◆ **CONSIGNE**
Poursuivez l'article sur la reprise des actes conclus pour une société en cours de formation à partir de sa dernière phrase.

---------- EXTRAIT DU DOCUMENT ----------

Cheuvreux Paris

Bail conclu par une société « en cours de formation » : cette rédaction imparfaite n’est plus exclusive de la validité du bail conclu

27 Fév 2024 Newsletter

Par trois arrêts rendus le 29 novembre 2023, la Cour de cassation opère un revirement de jurisprudence sur les exigences formelles de la reprise des actes déclarés accomplis pour le compte d’une société en cours de formation.

Dans l’arrêt relatif au pourvoi 22-18.295 soumis à la Cour de cassation, un bail commercial avait été conclu avec une SAS « en cours de formation » (sic), laquelle a été immatriculée postérieurement. La liquidation judiciaire de ladite SAS a été prononcée par la suite et dans ce cadre le juge-commissaire a autorisé la cession du fonds de commerce de la SAS incluant le droit au bail considéré. Le bailleur demandait alors l’annulation du bail au motif que ce dernier aurait été entaché de nullité.

Dans un arrêt rendu le 18 novembre 2021, la Cour d’appel de Paris rejetait la demande en annulation du bail en retenant qu’il était stipulé que la SAS était en formation et que, par une décision expresse des associés, c’est-à-dire par la signature des statuts, ceux-ci ont entendu reprendre les actes ainsi conclus et en particulier le bail commercial, ajoutant que cette reprise des actes indiqués dans les statuts est automatique, à condition que les statuts soient signés et la société immatriculée, ce qui avait été le cas s’agissant de la SAS considérée.

Le bailleur formait alors un pourvoi en invoquant la rédaction défectueuse du contrat, au motif que le bail a été conclu par la société et non par une personne déclarant agir « au nom » ou « pour le compte » de la SAS en formation.

Rappelons que les sociétés, autres que celles en participation, acquièrent la personnalité juridique et donc la capacité de contracter lors de leur immatriculation (art. 1842 al. 1 C. civ. et L. 210-6 al. 1 C. com.). Mais il est fréquemment nécessaire de conclure des actes avant cette immatriculation. Le législateur a donc créé des procédures qui permettent à une société de reprendre, une fois immatriculée, les actes conclus pendant la période de sa formation ; ces actes sont alors réputés avoir été souscrits dès l’origine par la société (art. 1843 C. civ. et L. 210-6 al. 2 C. com.).

Les personnes qui ont agi au nom ou pour le compte d’une société en cours de formation avant qu’elle ait acquise la personnalité morale sont tenus solidairement et indéfiniment des actes ainsi accomplis, à moins que la société, après avoir été régulièrement constituée et immatriculée, ne reprenne les engagements souscrits.

---------- MATÉRIEL RECUEILLI ----------

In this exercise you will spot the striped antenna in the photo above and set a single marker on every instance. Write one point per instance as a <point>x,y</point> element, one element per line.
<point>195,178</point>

----------

◆ **PRODUCTION ATTENDUE**
La jurisprudence de la Cour de cassation était jusqu’alors rigoureuse ; un acte ne pouvait pas faire l’objet d’une reprise lorsqu’il était stipulé qu’il était conclu « par » la société en cours de formation (vocabulaire par nature inapproprié, la société ne pouvant pas conclure de contrat à cette époque). Pour que l’acte soit valable et puisse faire l’objet d’une reprise par la société immatriculée, il devait être conclu par une personne agissant « au nom » ou « pour le compte » de la société en formation.

Ce principe était appliqué de manière stricte ; la mention de la seule société accompagnée de la précision selon laquelle elle était « en cours d’enregistrement » (Cass. com. 13 novembre 2013, n° 12-26.158) ou « en cours d’immatriculation » (Cass. 3ème civ. 22 mars 1995, n° 93-11.981) n’était pas jugé suffisante pour établir que l’acte avait été passé au nom ou pour le compte de la société en formation. Le bailleur s’appuyait sur cette jurisprudence constante pour faire constater la nullité du bail commercial souscrit avec la société en cours de formation.

En cassant l’arrêt rendu par la Cour d’appel en reprochant à cette dernière d’avoir statué sans rechercher si la commune intention des parties avait été que l’acte soit passé au nom ou pour le compte de la société en formation, la Cour de cassation revient sur sa jurisprudence dans le but de sécuriser un maximum de contrats conclus avec une rédaction peu rigoureuse de la comparution.

Au visa des articles L. 210-6 et R. 210-6 du Code de commerce, la Cour de cassation, après avoir rappelé le régime des actes passés par la société en cours de formation résultant des articles susvisés, évoque sa jurisprudence selon laquelle pour être valablement repris, l’acte souscrit devait l’être « au nom » ou « pour le compte » d’une société en formation et non pas être conclu « par » une société en cours de formation.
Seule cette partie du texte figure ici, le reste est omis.